**WHAT IS REQUIRED**
Among the entries below, find the lines that hold the word "rough" and report them.

------------

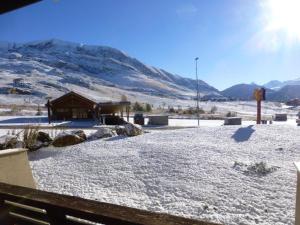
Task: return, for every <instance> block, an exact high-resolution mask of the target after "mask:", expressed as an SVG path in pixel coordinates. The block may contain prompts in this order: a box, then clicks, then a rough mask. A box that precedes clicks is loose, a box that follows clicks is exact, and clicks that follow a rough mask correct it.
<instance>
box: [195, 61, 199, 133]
mask: <svg viewBox="0 0 300 225" xmlns="http://www.w3.org/2000/svg"><path fill="white" fill-rule="evenodd" d="M198 59H199V58H198V57H196V58H195V64H196V82H197V87H196V88H197V119H198V127H199V125H200V121H199V81H198Z"/></svg>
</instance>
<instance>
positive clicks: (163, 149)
mask: <svg viewBox="0 0 300 225" xmlns="http://www.w3.org/2000/svg"><path fill="white" fill-rule="evenodd" d="M299 143H300V136H299V128H298V127H296V126H294V127H293V126H288V125H285V126H274V125H260V126H251V125H249V126H243V127H241V126H218V127H201V128H199V129H198V128H190V129H180V130H163V131H150V133H146V134H144V135H141V136H137V137H132V138H122V137H113V138H107V139H102V140H97V141H91V142H86V143H82V144H79V145H75V146H71V147H66V148H44V149H41V150H39V151H37V152H32V153H30V155H29V158H30V164H31V167H32V169H33V175H34V178H35V180H36V183H37V186H38V188H39V189H42V190H47V191H53V192H58V193H64V194H70V195H75V196H81V197H84V198H90V199H97V200H99V201H104V202H110V203H116V204H121V205H127V206H131V207H136V208H142V209H148V210H151V211H157V212H166V213H171V214H177V215H182V216H185V217H193V218H198V219H205V220H209V221H213V222H219V223H223V224H229V225H246V224H250V225H252V224H253V225H254V224H261V225H262V224H264V225H267V224H268V225H270V224H271V225H292V224H293V223H294V206H295V191H296V169H295V168H294V165H293V162H294V161H298V160H300V146H299ZM260 162H265V163H266V165H267V168H266V171H267V172H266V173H258V172H257V170H255V169H254V170H253V167H252V166H251V165H254V164H255V163H260ZM254 168H255V167H254Z"/></svg>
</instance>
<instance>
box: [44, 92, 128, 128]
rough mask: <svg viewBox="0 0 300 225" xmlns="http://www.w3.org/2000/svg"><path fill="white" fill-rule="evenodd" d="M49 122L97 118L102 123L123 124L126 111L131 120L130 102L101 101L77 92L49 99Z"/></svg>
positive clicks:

------------

**RESPONSE BOX**
Task: return, for every <instance> block, an exact high-resolution mask of the target after "mask:", expressed as an SVG path in pixel coordinates. The block may contain prompts in this order: a box, then clicks, then a rough mask. A box that precedes clicks is loose, a box that follows clicks is exact, and clicks that follow a rough mask correct it.
rough mask: <svg viewBox="0 0 300 225" xmlns="http://www.w3.org/2000/svg"><path fill="white" fill-rule="evenodd" d="M49 122L97 118L102 123L123 124L126 111L131 120L130 102L101 101L77 92L49 99Z"/></svg>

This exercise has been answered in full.